PROBLEM TO SOLVE: Locate every line in the records below that contains the string "sand", and copy each of those lines. Matching is case-sensitive.

--------------------------------

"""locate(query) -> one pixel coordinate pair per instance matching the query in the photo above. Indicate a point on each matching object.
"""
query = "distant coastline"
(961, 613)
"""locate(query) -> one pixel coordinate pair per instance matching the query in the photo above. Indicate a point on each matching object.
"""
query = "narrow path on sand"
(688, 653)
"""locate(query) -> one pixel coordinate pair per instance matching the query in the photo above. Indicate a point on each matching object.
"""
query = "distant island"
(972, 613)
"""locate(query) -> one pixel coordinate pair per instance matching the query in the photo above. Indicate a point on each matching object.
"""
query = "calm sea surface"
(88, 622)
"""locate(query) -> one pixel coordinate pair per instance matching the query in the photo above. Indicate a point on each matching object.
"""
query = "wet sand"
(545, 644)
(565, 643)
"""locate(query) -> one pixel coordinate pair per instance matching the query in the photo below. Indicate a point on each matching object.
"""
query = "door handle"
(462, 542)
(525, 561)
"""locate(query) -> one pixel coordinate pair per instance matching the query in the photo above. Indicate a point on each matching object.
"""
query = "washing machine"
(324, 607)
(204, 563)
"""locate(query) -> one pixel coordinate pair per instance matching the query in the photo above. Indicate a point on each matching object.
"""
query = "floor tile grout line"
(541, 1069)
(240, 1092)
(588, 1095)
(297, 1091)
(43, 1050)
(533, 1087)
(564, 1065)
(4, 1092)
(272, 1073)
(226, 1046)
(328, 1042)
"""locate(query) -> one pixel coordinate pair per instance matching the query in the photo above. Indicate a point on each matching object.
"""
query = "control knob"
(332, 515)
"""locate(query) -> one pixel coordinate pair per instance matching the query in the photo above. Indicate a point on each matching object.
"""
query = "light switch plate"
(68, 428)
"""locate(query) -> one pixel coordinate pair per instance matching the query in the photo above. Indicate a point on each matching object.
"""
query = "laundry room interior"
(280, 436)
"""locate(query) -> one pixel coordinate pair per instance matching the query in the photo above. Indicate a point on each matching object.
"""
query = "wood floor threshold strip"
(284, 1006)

--------------------------------

ANSWER FOR THE TASK:
query = "narrow path on sand"
query = "wet sand"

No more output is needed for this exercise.